▸ What you need to do:
Print, word for word, the stretch of the forum thread on partial-match searching that starts with "I’d like to use" and goes on through "predict performance and cost.".

▸ Study text:
I’d like to use the above partial matching pattern within a Union so that the returned items are either a partial match of the search term on title or an exact match on the searchItemsByTag index, which is an array (actually, I’d like to do partial matching on the tags too, but one thing at a time):
q.Map(
q.Paginate(
q.Union(
q.Match(q.Index("searchItemsByTag"), searchTerm),
// Use above partial matching query here. But how?!
)
),
q.Lambda((ref) => q.Get(ref))
)
I’m getting hung up on where to put Filter and so far, after many attempts, I’ve not been able to figure this out.
The most simple thing would probably be to fetch all of the items by tag, and then filter them. This will fetch SIZE documents and then filter and return those that match. The Filter will only be run on at most SIZE documents, so you can easily predict performance and cost.
q.Filter(
q.Map(
q.Paginate(q.Match(q.Index("searchItemsByTag"), TAG), { size: SIZE }),
ref => Get(ref)
),
doc => q.ContainsStr(
// I recommend Casefold on both the stored data and your search term
q.Casefold(q.Select(["data", "title"], doc)),
q.Casefold(PARTIAL_TITLE)
)
)
Filter then Paginate
You can put the Filter inside of Paginate, but in this case, Filter will continue to run against as many documents in the Set as necessary to fulfill SIZE, potentially the entire Set. You get more predictable number of results, but less predictable performance and cost. In the worst case, a query with just a couple of results could cost as many read ops as the total documents in the collection. But this may be fine in the case that the Set you are filtering is small (in this case, the Set is q.Match(q.Index("searchItemsByTag"), TAG)).
Thanks, @ptpaterson, for that detailed and thoughtful reply.
It seems that my initial approach touches upon the issue of potentially excessive operations, in that performing a search across a collection with a lot documents results in a “scan” of the entire collection.
And it seems that this would be the case even without using union to combine searches.
For example, if I only wanted to do a partial search on title, it follows that every document would need to be read to see whether or not there is a title match.
The thing is that this is pretty much what I want: to search the entire collection.
Let me setup a scenario:
The collection is Recipes with the following fields: id, title, cuisines, tags. id and title are strings, while cuisines and tags are arrays of strings.
I can’t imagine there ever being more that a few thousand documents in Recipes.
As a user of the app, I’d like to enter a search term and find all recipes that contain the search term in the title or the cuisines array or the tags array. No fuzzy logic, just partial matching.
So if I enter “pot”, for example, I could get a recipes that match the title, like “Potato Galette” or “Pot Brownies” or ones that match the tags like “Instant Pot.”
That’s the goal, anyhow.
So, if I understand correctly, a single (non Union) search on an index of “searchRecipesByTitle”, when the collection has 5000 documents, would result in 5000 reads?
Further, if I did a Union that also included searching searchRecipesByCuisine and searchRecipesByTag, that would result in 15,000 reads?
Or do I have that all wrong?
As a user, I don’t want to enter more that one search term, so reducing by tag first doesn’t really work in this scenario, I think.

▸ Available data:

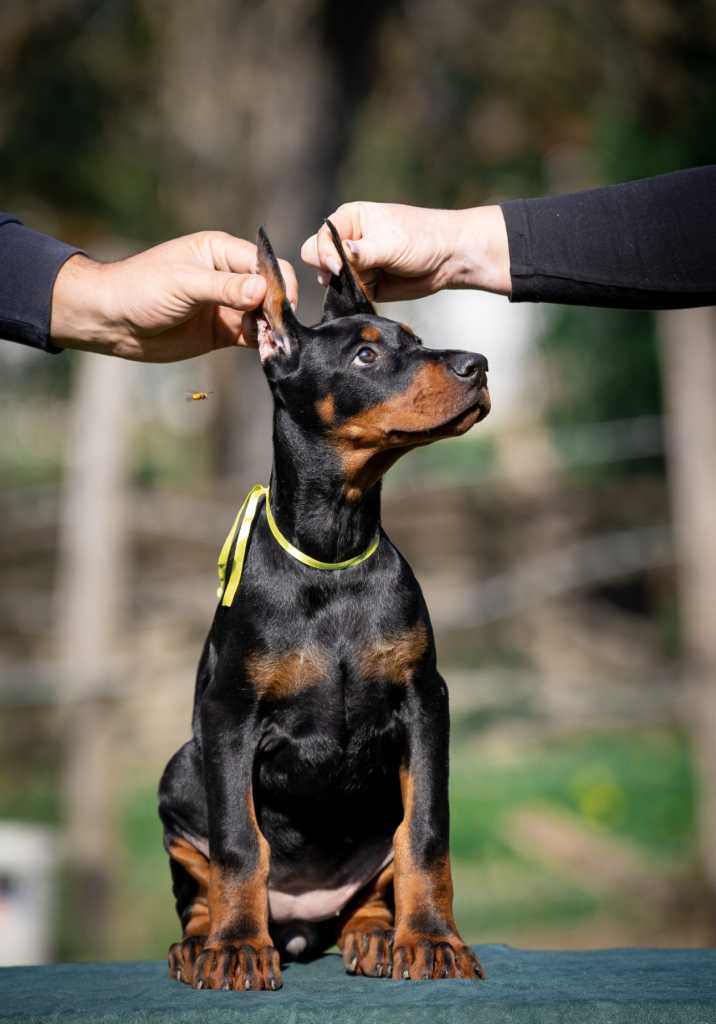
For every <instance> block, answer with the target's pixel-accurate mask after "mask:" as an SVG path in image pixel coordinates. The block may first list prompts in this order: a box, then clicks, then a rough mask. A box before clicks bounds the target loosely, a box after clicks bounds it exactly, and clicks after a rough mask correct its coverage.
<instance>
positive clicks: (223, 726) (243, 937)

▸ Reply:
I’d like to use the above partial matching pattern within a Union so that the returned items are either a partial match of the search term on title or an exact match on the searchItemsByTag index, which is an array (actually, I’d like to do partial matching on the tags too, but one thing at a time):
q.Map(
q.Paginate(
q.Union(
q.Match(q.Index("searchItemsByTag"), searchTerm),
// Use above partial matching query here. But how?!
)
),
q.Lambda((ref) => q.Get(ref))
)
I’m getting hung up on where to put Filter and so far, after many attempts, I’ve not been able to figure this out.
The most simple thing would probably be to fetch all of the items by tag, and then filter them. This will fetch SIZE documents and then filter and return those that match. The Filter will only be run on at most SIZE documents, so you can easily predict performance and cost.